■ STATED GOAL
Locate each line in the data below that contains the word "instance" and copy those lines out in full.
* start RECORDS PROVIDED *
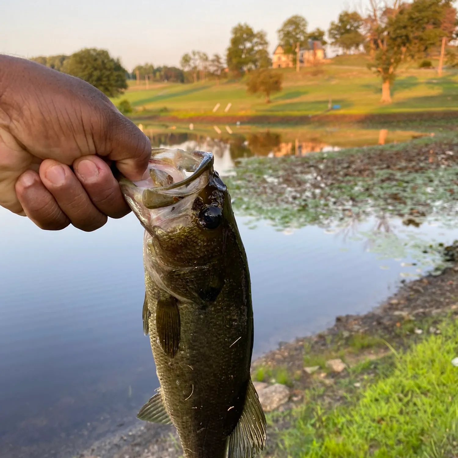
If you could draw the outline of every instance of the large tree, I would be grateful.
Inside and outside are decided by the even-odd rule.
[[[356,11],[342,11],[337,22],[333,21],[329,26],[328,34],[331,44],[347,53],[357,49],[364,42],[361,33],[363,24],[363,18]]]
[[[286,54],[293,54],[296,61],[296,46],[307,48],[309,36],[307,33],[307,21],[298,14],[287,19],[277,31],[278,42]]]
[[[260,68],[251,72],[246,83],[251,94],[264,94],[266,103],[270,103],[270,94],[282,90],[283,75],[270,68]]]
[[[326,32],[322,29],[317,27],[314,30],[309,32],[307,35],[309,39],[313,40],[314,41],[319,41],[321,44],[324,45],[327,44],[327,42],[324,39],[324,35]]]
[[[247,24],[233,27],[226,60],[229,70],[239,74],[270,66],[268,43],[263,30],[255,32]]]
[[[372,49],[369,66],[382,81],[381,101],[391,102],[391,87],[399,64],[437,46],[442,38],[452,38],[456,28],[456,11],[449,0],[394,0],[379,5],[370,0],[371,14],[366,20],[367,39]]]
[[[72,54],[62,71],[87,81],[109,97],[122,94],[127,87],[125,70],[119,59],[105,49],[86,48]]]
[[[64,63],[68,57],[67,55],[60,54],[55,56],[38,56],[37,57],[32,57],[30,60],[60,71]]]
* end RECORDS PROVIDED *
* start RECORDS PROVIDED *
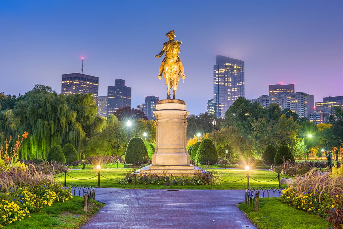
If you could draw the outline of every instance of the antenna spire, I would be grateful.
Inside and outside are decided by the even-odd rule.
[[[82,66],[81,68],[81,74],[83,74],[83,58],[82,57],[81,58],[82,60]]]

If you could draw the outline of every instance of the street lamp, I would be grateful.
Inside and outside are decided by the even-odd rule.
* end RECORDS PROVIDED *
■ TASK OUTPUT
If you could draw the outline of every instance of the large tree, I would be grateful.
If you could draw the outline of every instance of the antenna spire, I would be grateful.
If you could draw the outline of every instance of the street lamp, I would be grateful.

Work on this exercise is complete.